Tasks and exercises
- a) Reproduce the passage on 3D animation techniques word for word, starting at "Some programs provide" and stopping after "natural bouncing movement.".
- b) Carry on writing the passage on 3D animation techniques from its last sentence.

[start of Text]

Some programs provide yet another way of dealing with the points of the model.  They allow the user to specify an area in space, and then Deform that area, which results in all the points inside of the area being deformed similarly.  This is particularly good for dealing with large amounts of fatty tissue, permitting the animator to create very natural bouncing movement.

Another method, often called Morph Targets, allows the animator to specify a set of "Poses": these are sets of data which specify offsets for individual points in the model.  The power of a Morph Target system is that it allows the animator to combine these Poses with each other seamlessly, and to combine partial percentages of individual Poses.  So, for example, an animator could create a pose for "Raise Right Eyebrow", a pose for "Open Right Eyelid" and a pose for "Smile".  Then, to create a curious expression, the animator could simply specify "Raise Right Eyebrow" at 80 percent, "Open Right Eyelid" at 100% and "Smile" at 20%.  These Poses would then be seamlessly combined by the software and result in a facial expression with the eyebrow cocked over an open right eye, and the hint of a smile on the lips.

An item to mention in this regard is the question of how many points have to be modified by hand to, for example, establish these Poses.  Theoretically there is no difference between moving a large number of control points and moving a small number of control points, so long as the defined surface is the same.  But in practice, moving more points is more of an effort, which means the animator has less time to experiment.  Also, when moving a large number of points the animator has more opportunities to inadvertently introduce errors into the animation.  For this reason, many character animators (who spend a large amount of time tweaking individual points) prefer to work in a system that has fewer points, but where each point controls a larger area of the surface.  Spline systems (see above) are generally well regarded in this arena.

The final general area of assistance to animators is that of Computer Simulation. This covers a broad range of topics, but it basically means that the computer does some of the animation for you, according to laws that simulate (some better, some worse) the laws of physics (or some other phenomenon).

[end of Text]
[start of Material shown]

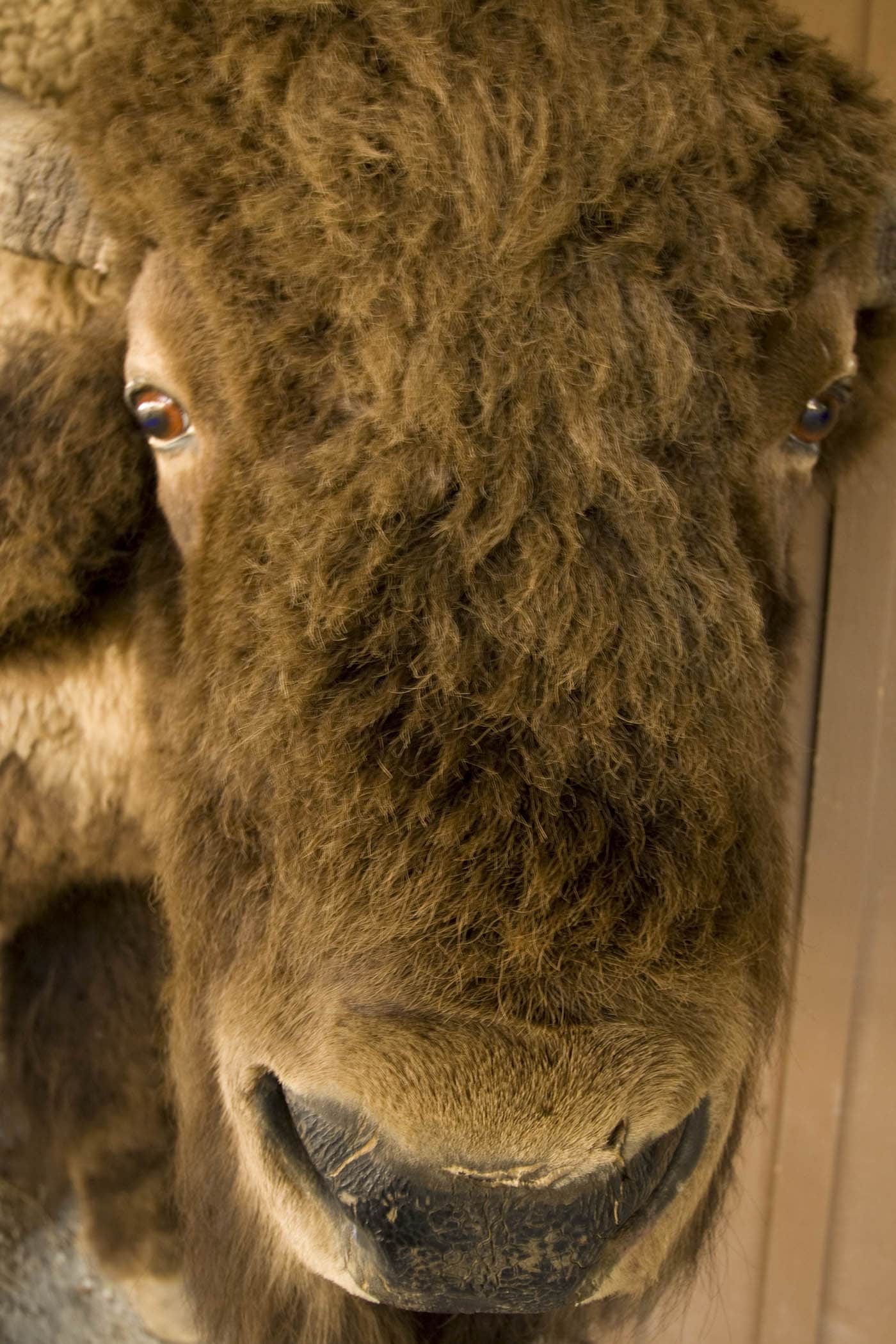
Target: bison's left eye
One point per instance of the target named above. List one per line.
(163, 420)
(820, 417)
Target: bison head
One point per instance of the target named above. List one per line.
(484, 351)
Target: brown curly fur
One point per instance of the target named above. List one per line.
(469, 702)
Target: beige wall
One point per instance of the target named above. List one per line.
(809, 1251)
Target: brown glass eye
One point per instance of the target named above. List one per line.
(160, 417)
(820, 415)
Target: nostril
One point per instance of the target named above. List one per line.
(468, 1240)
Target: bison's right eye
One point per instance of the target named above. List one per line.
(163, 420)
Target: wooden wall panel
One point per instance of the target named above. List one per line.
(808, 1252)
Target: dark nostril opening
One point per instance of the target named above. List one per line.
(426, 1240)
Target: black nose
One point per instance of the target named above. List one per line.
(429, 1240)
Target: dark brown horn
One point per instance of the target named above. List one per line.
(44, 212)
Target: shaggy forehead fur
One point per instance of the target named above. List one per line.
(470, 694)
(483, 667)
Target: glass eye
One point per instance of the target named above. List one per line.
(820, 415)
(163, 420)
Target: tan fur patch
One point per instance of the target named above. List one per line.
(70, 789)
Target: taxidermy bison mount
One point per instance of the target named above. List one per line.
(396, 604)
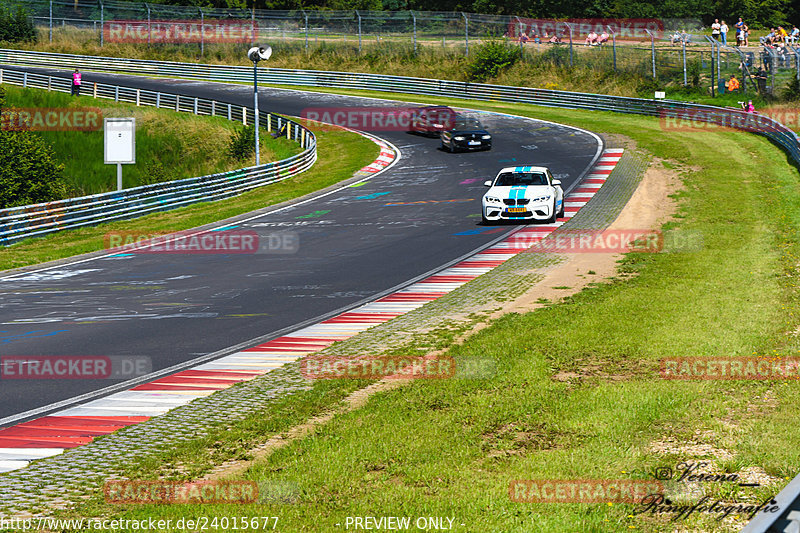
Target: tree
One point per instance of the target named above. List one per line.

[end of Material shown]
[start of Material shown]

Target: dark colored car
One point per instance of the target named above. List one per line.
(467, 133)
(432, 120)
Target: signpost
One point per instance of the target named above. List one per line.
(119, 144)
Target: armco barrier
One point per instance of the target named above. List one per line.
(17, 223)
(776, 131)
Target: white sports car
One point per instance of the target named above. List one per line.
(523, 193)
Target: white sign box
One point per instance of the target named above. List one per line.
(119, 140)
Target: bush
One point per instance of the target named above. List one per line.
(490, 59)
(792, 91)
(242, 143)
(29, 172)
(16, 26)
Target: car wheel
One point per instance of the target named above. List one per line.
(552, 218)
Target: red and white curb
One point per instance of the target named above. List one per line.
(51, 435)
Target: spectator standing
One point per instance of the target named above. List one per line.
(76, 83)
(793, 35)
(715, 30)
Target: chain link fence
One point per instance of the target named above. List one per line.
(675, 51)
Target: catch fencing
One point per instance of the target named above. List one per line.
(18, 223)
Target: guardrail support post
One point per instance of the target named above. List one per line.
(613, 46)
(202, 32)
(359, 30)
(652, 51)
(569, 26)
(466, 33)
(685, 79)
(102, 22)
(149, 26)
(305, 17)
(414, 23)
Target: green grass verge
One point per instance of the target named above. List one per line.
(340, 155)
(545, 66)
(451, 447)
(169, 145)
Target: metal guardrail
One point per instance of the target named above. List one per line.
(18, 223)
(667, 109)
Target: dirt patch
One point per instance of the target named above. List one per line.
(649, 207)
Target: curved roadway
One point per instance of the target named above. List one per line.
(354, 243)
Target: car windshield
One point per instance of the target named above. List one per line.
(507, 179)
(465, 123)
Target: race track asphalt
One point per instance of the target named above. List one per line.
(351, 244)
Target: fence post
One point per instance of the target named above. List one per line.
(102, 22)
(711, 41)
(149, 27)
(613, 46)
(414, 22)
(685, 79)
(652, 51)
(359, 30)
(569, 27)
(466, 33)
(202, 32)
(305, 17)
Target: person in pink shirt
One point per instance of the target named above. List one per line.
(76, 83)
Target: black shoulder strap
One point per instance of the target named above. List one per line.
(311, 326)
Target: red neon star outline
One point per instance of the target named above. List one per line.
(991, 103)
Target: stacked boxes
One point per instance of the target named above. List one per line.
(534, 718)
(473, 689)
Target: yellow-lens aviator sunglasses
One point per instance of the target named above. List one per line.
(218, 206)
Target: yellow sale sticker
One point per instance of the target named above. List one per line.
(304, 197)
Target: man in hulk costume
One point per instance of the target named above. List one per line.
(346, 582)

[end of Material shown]

The results
- a)
Some programs provide yet another way of dealing with the points of the model.  They allow the user to specify an area in space, and then Deform that area, which results in all the points inside of the area being deformed similarly.  This is particularly good for dealing with large amounts of fatty tissue, permitting the animator to create very natural bouncing movement.

- b)
Typically, Simulation code is very specialized.  For example, a program might provide a feature that prevents objects from passing through each other (called Collision Detection).  Or, a program might provide a feature that automatically animates a character in response to gravity (what goes up must come down, and all that).  Some advanced systems can handle much more complicated items, such as cloth flapping in a breeze:  others apply simple rules over and over to a multitude of small objects (particle systems and flocking systems).  Still other systems will attempt to reproduce a certain type of movement (for example there is a program that lets you plot out footsteps, and then attempts to move a bipedal character in such a way that it walks in those footsteps).  As of yet, there is no code that accurately simulates even a fraction of the phenomena of the physical world.

In general, Simulation engines are good labor-saving devices in a situation where the results do not have to be particularly aesthetically balanced.  But many animators avoid using Simulation engines wherever possible, precisely because of the loss of control that they imply, and because the results are often sketchy at best.

For all of the tricks that are available, the basic means of animating computer graphics is still largely "by hand".  Whether it is using Inverse Kinematics, or moving individual points of the model, most animation is achieved because the animators have learned and practiced the principles of motion, and apply that knowledge to the program.

This is possible precisely because video is, after all, just a series of electrical impulses. In fact, the information stored on a video tape is very much the same as the information that is output by an animation program:  it is a series of color samples which are arranged in a grid across the screen in order to present a coherent picture.

The way that computer graphics is integrated with live video is conceptually simple, although in practice it can be agonizing.  Through some method, the video is loaded into a computer as a series of images.  A computer animation is output as another set of images.  And then these two sets of images are composited together by some other software package. Finally, the resulting images are sent back out to video tape, which can then be shown on television.  A similar (but much more demanding and costly) process is used to transfer computer graphics to film.

The problems arise when you try to tell the computer about the real world.  In order to composite your computer dinosaur with live video, for example, you may need the dinosaur to walk behind a tree from the live video.  In order to do this, you need to tell the computer where the tree is: generally this is accomplished by creating a model of the tree in your 3-d program, and telling the program to use that model to obscure the picture of the dinosaur when it renders.  Of course, you need to get the model of the tree absolutely, positively, exactly correct, or else the composition of the two images will look bizarre (it will either look like part of the dinosaur vanishes as it passes near the tree, or part of the tree vanishes as the dinosaur nears).  And that's for a relatively simple, unmoving object like a tree:  the problems are only magnified when moving actors are introduced.

Still, the striking images that can be created by combining live action and computer graphics are well worth the effort.

There are basically three possible reasons why computer graphics sometimes sticks out like a sore thumb.

The first reason is poor composition:  sometimes, particularly when a piece is completed under a tight deadline, a computer scene is modeled or rendered without appropriate attention paid to synchronizing all possible elements with the live action scene.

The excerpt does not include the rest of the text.